(Beginning of Given passage)
"Michelangelo the Younger was a tireless networker, in touch with almost everyone who mattered in late sixteenth and early seventeenth century Italy...We see his hand more or less everywhere at the Medici Court, but in the realm of the theater above all. The princes with whom he exchanged letters were also the patrons of his plays. The musicians composed and performed his songs and orchestral accompaniment. The artists realized the costumes, sets and special effects—while also decorating the Casa Buonarroti."
"When we open a volume of Michelangelo the Younger’s writings, we plunge headlong into the author’s life and times. One allusion leads to another, taking us through the bustling streets of late Renaissance Florence, the gilded salons of the Medici palaces, the shadowy precincts of the Casa Buonarroti and even the narrow byways of the local Ghetto."
(End of Given passage)
Study questions –
a – According to the passage on Michelangelo the Younger, who realized the costumes, sets and special effects for his plays?
b – Continue the passage about Michelangelo the Younger, picking up right after its last sentence.
(Beginning of Entries provided)
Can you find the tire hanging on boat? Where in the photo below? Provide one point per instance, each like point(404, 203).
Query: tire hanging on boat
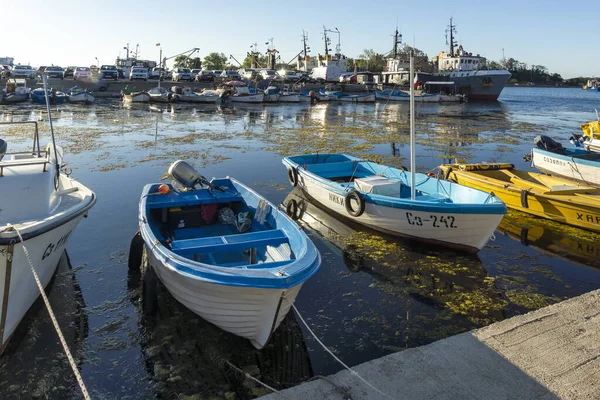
point(293, 176)
point(351, 196)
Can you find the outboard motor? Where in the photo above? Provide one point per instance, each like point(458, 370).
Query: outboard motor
point(187, 176)
point(548, 144)
point(3, 146)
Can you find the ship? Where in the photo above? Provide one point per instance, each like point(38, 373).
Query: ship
point(466, 70)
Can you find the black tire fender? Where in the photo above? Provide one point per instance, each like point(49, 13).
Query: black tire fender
point(293, 176)
point(351, 196)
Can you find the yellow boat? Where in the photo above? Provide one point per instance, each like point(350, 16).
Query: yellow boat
point(546, 196)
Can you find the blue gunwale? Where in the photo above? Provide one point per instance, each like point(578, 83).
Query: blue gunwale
point(494, 206)
point(295, 271)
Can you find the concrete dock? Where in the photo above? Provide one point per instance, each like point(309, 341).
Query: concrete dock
point(551, 353)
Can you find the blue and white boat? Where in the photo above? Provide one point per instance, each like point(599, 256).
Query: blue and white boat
point(56, 97)
point(572, 163)
point(399, 95)
point(350, 97)
point(225, 252)
point(379, 197)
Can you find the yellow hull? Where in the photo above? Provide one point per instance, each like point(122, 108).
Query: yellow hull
point(546, 196)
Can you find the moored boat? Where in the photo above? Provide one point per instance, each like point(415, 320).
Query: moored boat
point(379, 197)
point(577, 164)
point(79, 95)
point(399, 95)
point(546, 196)
point(225, 252)
point(54, 96)
point(42, 206)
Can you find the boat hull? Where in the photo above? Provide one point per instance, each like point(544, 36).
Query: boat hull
point(252, 313)
point(523, 197)
point(474, 233)
point(583, 171)
point(18, 289)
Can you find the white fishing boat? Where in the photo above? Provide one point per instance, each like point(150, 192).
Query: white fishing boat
point(398, 202)
point(43, 206)
point(238, 92)
point(161, 95)
point(578, 164)
point(225, 252)
point(129, 95)
point(79, 95)
point(206, 96)
point(16, 91)
point(398, 95)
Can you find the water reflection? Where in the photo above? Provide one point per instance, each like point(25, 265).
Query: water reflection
point(33, 364)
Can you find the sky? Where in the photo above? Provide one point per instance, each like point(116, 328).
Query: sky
point(559, 35)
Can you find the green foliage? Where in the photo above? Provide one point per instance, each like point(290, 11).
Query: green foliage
point(215, 61)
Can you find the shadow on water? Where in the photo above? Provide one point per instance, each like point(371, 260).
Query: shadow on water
point(185, 355)
point(34, 364)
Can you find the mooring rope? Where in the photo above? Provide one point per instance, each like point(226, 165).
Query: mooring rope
point(335, 357)
point(84, 391)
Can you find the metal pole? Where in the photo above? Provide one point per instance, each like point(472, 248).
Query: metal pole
point(412, 129)
point(44, 79)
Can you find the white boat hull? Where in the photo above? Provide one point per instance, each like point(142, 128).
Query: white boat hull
point(84, 97)
point(253, 313)
point(566, 167)
point(21, 291)
point(474, 231)
point(136, 98)
point(253, 98)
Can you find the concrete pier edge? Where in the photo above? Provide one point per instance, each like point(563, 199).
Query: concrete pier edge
point(550, 353)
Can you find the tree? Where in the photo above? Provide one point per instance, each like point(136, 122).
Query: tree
point(215, 61)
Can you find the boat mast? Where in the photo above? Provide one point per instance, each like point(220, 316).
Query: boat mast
point(412, 129)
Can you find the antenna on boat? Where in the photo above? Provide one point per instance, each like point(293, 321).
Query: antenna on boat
point(45, 80)
point(412, 128)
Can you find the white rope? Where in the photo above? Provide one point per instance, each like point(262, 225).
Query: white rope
point(53, 318)
point(247, 375)
point(334, 356)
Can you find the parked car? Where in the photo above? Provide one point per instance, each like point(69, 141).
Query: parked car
point(182, 74)
point(23, 71)
point(138, 73)
point(82, 73)
point(348, 77)
point(55, 72)
point(109, 72)
point(230, 74)
point(69, 71)
point(4, 71)
point(205, 76)
point(157, 73)
point(268, 74)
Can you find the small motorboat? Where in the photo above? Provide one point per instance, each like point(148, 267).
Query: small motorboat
point(16, 91)
point(54, 96)
point(41, 205)
point(132, 95)
point(350, 97)
point(161, 95)
point(225, 252)
point(79, 95)
point(399, 95)
point(546, 196)
point(206, 96)
point(238, 92)
point(577, 164)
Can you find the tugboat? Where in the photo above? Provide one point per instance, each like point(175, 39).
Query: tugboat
point(468, 71)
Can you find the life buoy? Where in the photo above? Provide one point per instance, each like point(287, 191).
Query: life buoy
point(293, 176)
point(354, 196)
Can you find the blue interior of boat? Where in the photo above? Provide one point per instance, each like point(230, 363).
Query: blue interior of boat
point(186, 222)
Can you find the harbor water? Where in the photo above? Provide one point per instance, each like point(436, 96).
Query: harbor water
point(373, 294)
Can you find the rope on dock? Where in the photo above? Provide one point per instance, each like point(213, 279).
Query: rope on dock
point(84, 391)
point(353, 372)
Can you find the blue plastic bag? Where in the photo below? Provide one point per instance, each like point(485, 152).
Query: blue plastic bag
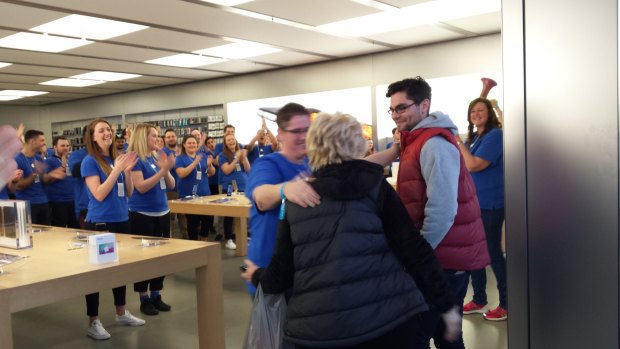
point(267, 318)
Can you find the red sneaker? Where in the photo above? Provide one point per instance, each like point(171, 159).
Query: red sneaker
point(497, 314)
point(473, 308)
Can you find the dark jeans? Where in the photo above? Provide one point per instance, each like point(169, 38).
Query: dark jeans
point(140, 224)
point(228, 233)
point(492, 221)
point(457, 283)
point(40, 214)
point(198, 224)
point(92, 300)
point(413, 334)
point(63, 214)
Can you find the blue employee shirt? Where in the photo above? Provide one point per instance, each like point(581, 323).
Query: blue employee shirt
point(34, 193)
point(59, 190)
point(113, 208)
point(269, 169)
point(169, 151)
point(191, 185)
point(153, 200)
point(80, 193)
point(213, 180)
point(490, 181)
point(237, 174)
point(4, 194)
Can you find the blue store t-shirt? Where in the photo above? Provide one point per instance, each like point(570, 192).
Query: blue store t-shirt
point(237, 174)
point(490, 181)
point(168, 152)
point(269, 169)
point(35, 192)
point(59, 190)
point(153, 200)
point(80, 193)
point(113, 208)
point(191, 185)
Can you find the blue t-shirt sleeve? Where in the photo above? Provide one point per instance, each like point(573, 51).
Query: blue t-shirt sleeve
point(491, 146)
point(262, 173)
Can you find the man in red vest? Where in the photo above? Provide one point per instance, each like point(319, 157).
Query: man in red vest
point(437, 190)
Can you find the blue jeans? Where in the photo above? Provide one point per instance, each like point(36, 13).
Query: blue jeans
point(492, 221)
point(457, 283)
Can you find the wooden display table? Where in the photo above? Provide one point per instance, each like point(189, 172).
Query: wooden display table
point(238, 207)
point(54, 270)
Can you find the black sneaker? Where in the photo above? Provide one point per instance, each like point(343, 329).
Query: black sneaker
point(147, 308)
point(159, 304)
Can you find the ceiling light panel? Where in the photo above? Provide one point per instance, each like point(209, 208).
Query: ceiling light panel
point(185, 60)
point(105, 76)
point(21, 93)
point(411, 16)
point(72, 82)
point(9, 98)
point(41, 42)
point(88, 27)
point(239, 50)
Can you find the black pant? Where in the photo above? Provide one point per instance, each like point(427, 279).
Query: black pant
point(63, 214)
point(198, 224)
point(92, 300)
point(40, 214)
point(144, 225)
point(412, 334)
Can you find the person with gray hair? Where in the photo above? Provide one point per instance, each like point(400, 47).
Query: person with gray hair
point(358, 269)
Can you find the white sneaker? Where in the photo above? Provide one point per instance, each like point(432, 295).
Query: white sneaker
point(129, 320)
point(230, 245)
point(96, 331)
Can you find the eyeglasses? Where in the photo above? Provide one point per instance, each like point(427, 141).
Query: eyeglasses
point(297, 131)
point(399, 109)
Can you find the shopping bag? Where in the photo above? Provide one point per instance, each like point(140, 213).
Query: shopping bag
point(267, 318)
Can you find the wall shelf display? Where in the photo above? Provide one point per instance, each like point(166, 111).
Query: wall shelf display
point(209, 119)
point(73, 130)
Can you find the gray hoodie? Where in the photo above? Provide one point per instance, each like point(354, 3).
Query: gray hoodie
point(440, 164)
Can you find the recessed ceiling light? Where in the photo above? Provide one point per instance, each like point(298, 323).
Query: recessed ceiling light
point(186, 60)
point(239, 50)
point(41, 42)
point(88, 27)
point(411, 16)
point(21, 93)
point(105, 76)
point(227, 2)
point(72, 82)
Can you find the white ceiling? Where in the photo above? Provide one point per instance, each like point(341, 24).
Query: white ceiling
point(183, 26)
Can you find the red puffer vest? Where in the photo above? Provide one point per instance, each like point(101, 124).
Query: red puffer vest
point(464, 247)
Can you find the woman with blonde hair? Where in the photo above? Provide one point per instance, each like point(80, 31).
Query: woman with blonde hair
point(109, 183)
point(358, 270)
point(148, 206)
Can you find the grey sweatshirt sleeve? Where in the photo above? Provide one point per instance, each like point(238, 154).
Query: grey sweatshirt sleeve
point(440, 164)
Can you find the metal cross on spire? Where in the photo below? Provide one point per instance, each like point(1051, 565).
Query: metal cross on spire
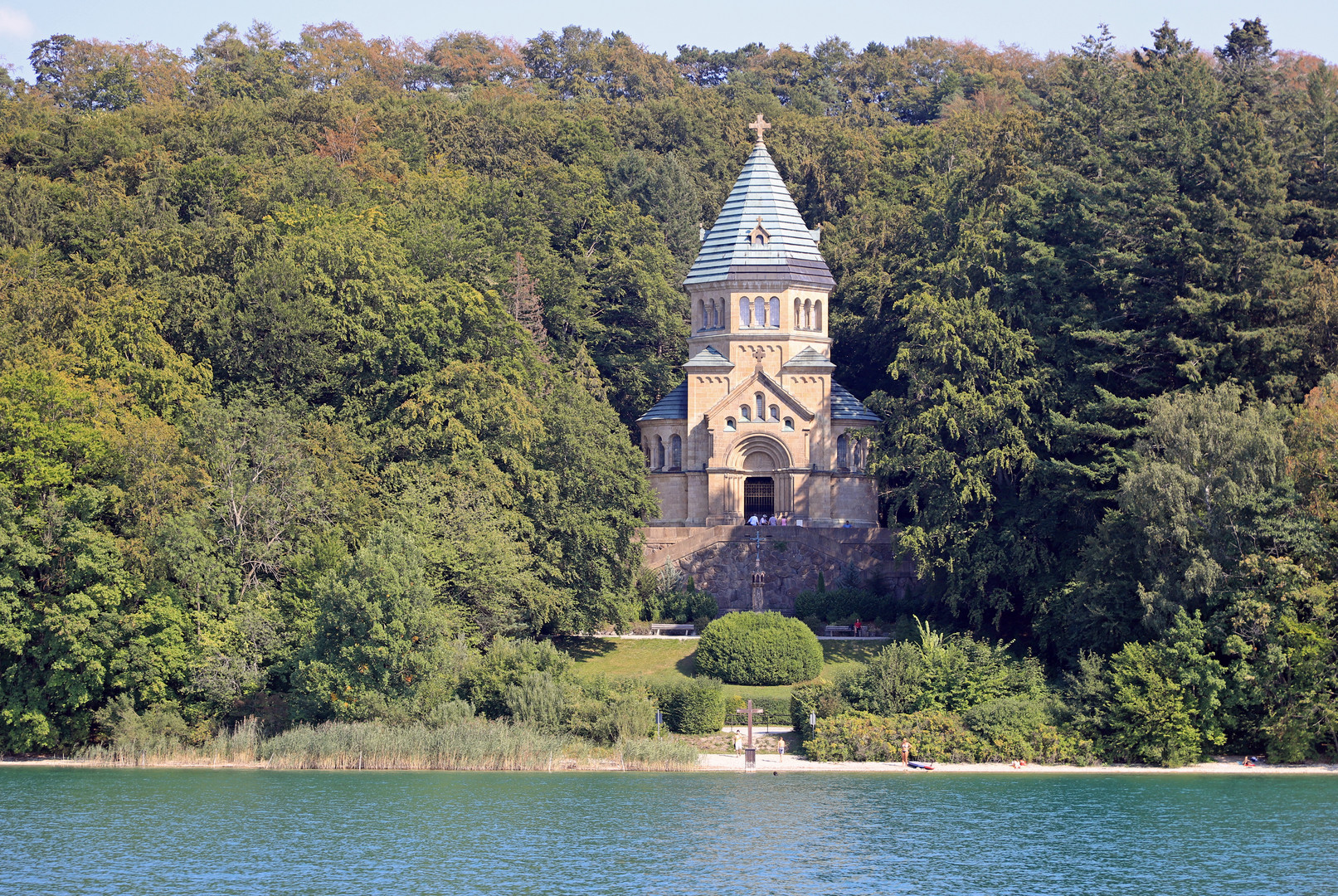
point(760, 126)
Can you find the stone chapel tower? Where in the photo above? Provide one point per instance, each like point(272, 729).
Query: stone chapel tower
point(759, 426)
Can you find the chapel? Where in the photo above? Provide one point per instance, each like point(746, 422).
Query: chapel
point(759, 426)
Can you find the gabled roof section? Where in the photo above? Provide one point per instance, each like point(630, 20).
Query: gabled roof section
point(760, 233)
point(744, 392)
point(849, 408)
point(809, 362)
point(672, 407)
point(708, 358)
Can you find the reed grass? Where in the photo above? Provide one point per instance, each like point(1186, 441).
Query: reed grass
point(229, 747)
point(477, 745)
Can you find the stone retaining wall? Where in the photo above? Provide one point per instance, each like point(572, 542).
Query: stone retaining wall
point(722, 559)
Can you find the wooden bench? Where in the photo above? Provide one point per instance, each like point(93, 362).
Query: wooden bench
point(672, 629)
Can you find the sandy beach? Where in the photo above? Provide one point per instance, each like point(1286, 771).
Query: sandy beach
point(716, 762)
point(770, 762)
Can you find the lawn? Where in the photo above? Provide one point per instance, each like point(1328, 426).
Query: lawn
point(670, 658)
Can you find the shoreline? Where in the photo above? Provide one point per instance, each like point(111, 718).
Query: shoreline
point(726, 762)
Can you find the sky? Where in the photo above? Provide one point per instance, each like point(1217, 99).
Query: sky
point(1041, 26)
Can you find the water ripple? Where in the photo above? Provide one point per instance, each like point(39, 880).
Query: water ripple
point(135, 832)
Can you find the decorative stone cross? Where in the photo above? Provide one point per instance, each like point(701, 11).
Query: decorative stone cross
point(760, 124)
point(750, 713)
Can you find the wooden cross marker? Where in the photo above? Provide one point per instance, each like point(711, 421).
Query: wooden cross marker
point(760, 124)
point(750, 713)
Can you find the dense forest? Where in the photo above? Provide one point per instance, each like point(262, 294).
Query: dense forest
point(320, 358)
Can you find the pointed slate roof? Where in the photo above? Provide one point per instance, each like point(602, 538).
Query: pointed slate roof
point(809, 360)
point(790, 249)
point(846, 407)
point(708, 358)
point(672, 407)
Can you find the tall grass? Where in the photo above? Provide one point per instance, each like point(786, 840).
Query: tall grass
point(646, 754)
point(474, 744)
point(137, 747)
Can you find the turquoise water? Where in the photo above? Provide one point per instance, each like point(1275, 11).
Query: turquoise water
point(129, 830)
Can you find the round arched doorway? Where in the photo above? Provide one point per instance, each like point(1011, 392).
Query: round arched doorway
point(759, 496)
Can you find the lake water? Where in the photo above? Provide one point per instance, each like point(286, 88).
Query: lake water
point(131, 830)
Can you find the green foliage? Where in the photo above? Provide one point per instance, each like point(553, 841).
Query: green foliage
point(759, 649)
point(847, 602)
point(692, 708)
point(1165, 699)
point(276, 397)
point(941, 737)
point(668, 597)
point(489, 679)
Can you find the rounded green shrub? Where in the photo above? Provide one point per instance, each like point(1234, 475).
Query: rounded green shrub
point(759, 649)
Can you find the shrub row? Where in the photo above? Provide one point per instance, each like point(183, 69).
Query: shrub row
point(759, 649)
point(692, 708)
point(937, 737)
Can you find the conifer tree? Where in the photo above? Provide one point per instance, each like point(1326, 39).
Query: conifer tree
point(528, 306)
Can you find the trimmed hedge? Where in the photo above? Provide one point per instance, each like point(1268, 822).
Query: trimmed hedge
point(759, 649)
point(775, 710)
point(692, 708)
point(937, 737)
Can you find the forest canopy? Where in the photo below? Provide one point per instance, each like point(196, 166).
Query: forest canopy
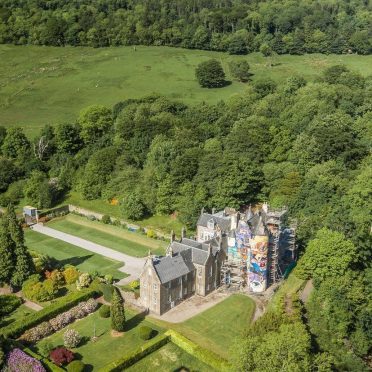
point(239, 27)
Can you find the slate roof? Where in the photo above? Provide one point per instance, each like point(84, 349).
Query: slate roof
point(222, 221)
point(184, 255)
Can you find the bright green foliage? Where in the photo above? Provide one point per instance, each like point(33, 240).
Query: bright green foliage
point(210, 74)
point(240, 70)
point(24, 265)
point(7, 248)
point(328, 255)
point(15, 144)
point(117, 311)
point(95, 122)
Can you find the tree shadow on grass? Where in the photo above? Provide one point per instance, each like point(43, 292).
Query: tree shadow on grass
point(135, 321)
point(75, 261)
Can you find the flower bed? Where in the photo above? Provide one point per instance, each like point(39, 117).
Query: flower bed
point(60, 321)
point(18, 361)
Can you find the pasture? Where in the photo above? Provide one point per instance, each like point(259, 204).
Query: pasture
point(50, 85)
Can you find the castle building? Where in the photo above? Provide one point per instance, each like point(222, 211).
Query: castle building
point(250, 250)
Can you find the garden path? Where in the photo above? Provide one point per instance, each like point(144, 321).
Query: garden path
point(133, 265)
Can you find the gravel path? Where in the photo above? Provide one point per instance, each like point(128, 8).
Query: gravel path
point(133, 265)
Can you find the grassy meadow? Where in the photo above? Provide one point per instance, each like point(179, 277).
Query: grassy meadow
point(49, 85)
point(112, 237)
point(66, 253)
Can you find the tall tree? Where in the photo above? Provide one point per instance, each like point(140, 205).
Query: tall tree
point(24, 265)
point(117, 311)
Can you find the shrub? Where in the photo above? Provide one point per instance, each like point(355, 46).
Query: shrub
point(107, 291)
point(83, 281)
point(76, 366)
point(109, 279)
point(71, 275)
point(106, 219)
point(104, 311)
point(71, 338)
point(146, 333)
point(8, 303)
point(15, 329)
point(19, 361)
point(61, 356)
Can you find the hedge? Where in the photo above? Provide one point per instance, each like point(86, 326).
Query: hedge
point(206, 356)
point(16, 329)
point(51, 367)
point(129, 359)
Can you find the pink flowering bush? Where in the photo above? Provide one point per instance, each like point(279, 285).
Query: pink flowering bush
point(19, 361)
point(60, 321)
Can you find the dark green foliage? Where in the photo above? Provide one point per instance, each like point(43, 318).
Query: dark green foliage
point(145, 332)
point(76, 366)
point(104, 311)
point(117, 311)
point(8, 303)
point(210, 74)
point(15, 329)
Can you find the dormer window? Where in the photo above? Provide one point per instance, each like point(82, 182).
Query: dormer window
point(210, 224)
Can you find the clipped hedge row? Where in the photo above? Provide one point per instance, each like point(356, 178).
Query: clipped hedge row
point(15, 329)
point(49, 366)
point(129, 359)
point(197, 351)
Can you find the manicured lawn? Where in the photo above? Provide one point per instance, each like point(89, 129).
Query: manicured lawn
point(69, 254)
point(107, 348)
point(50, 85)
point(19, 313)
point(169, 358)
point(121, 240)
point(217, 327)
point(162, 223)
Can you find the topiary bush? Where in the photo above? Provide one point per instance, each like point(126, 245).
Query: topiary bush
point(104, 311)
point(71, 338)
point(106, 219)
point(146, 333)
point(76, 366)
point(61, 356)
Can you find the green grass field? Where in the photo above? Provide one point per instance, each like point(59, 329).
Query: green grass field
point(107, 348)
point(169, 358)
point(121, 240)
point(69, 254)
point(217, 327)
point(160, 223)
point(49, 85)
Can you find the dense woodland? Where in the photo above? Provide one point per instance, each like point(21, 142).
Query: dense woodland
point(301, 144)
point(236, 26)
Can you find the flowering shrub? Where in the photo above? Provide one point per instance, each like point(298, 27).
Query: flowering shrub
point(35, 334)
point(71, 338)
point(83, 281)
point(18, 361)
point(61, 356)
point(71, 275)
point(60, 321)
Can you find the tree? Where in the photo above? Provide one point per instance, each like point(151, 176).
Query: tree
point(95, 122)
point(210, 74)
point(328, 255)
point(15, 145)
point(24, 265)
point(117, 311)
point(7, 256)
point(132, 207)
point(240, 69)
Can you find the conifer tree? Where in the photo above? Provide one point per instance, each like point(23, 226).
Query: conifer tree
point(117, 311)
point(7, 254)
point(23, 264)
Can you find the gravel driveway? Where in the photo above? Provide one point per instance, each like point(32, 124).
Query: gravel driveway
point(132, 265)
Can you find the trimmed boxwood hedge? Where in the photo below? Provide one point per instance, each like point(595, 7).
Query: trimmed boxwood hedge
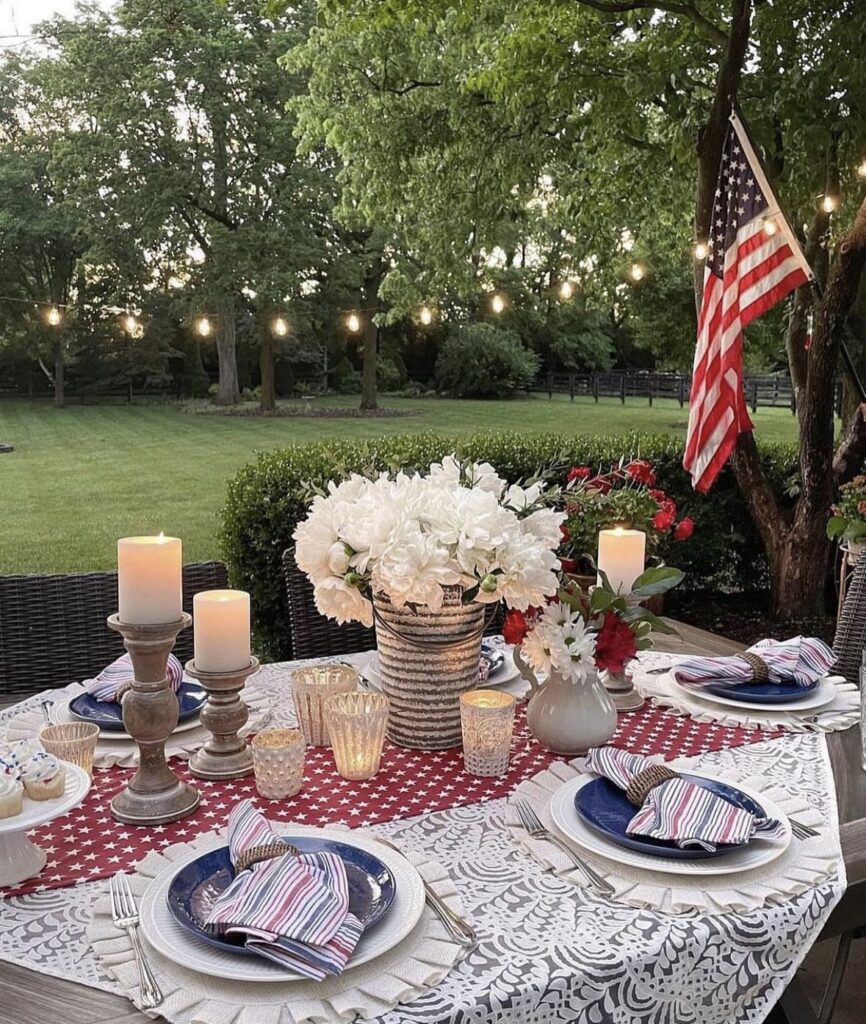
point(269, 496)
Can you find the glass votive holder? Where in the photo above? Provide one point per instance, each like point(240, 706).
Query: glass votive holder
point(72, 741)
point(356, 723)
point(278, 762)
point(487, 721)
point(310, 687)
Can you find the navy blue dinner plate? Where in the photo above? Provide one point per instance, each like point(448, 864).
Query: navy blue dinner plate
point(604, 807)
point(197, 886)
point(759, 692)
point(109, 716)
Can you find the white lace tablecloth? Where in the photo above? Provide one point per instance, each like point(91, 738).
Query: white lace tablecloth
point(548, 952)
point(660, 687)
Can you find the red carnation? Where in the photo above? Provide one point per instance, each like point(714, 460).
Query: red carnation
point(685, 528)
point(615, 644)
point(515, 627)
point(641, 470)
point(663, 520)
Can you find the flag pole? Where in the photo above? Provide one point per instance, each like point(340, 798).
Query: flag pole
point(813, 282)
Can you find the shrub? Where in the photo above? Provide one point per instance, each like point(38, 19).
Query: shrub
point(484, 361)
point(269, 496)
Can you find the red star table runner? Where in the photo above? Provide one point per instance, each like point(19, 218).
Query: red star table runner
point(88, 844)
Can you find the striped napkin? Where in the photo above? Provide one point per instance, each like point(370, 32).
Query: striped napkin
point(119, 674)
point(679, 810)
point(292, 908)
point(799, 662)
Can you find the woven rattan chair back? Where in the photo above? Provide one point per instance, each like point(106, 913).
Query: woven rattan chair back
point(315, 636)
point(851, 626)
point(53, 632)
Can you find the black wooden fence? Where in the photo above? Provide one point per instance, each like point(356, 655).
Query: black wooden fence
point(770, 390)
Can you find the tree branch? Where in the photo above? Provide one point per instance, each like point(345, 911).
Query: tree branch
point(687, 10)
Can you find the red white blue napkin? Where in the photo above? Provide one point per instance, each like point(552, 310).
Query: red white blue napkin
point(679, 810)
point(799, 662)
point(119, 674)
point(292, 908)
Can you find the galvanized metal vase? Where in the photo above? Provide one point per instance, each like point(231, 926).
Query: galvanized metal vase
(End of Entries provided)
Answers for this exercise –
a – The artists, who also decorated the Casa Buonarroti.

b –
"Scarcely 500 Jews lived in the Tuscan capital in Michelangelo the Younger’s day, among 60,000 Christians. Still, they were an inevitable feature of local life. Florentine bargain-hunters scoured Ghetto shops for 'Jewish deals' and visited Jewish money-lenders to borrow on the sly. On occasion, Christians might even develop relationships with these intriguing strangers, usually of a business nature, but sometimes veering into the realm of Hebrew language and Hebrew culture, including Kabbalah and the occult."
"Why did Michelangelo the Younger attempt an eccentric Jewish comedy for the Carnival of 1614 at the Medici court? I encountered nothing else like it in his 23 volumes of dramatic works."
"In those very years (circa 1610) rich and cosmopolitan Sephardic merchants from the Ottoman Empire were settling in Florence, carving a privileged place for themselves half-in and half-out of the local Ghetto—while pushing aside the resident community of poor and generally downtrodden Italian Jews. With their extravagant garb and foreign manners, these exotic Easterners were grabbing the attention of more or less everyone. Native Christians had always obsessed over Jews and their doings, but never had they been so visible, so varied and so potentially amusing."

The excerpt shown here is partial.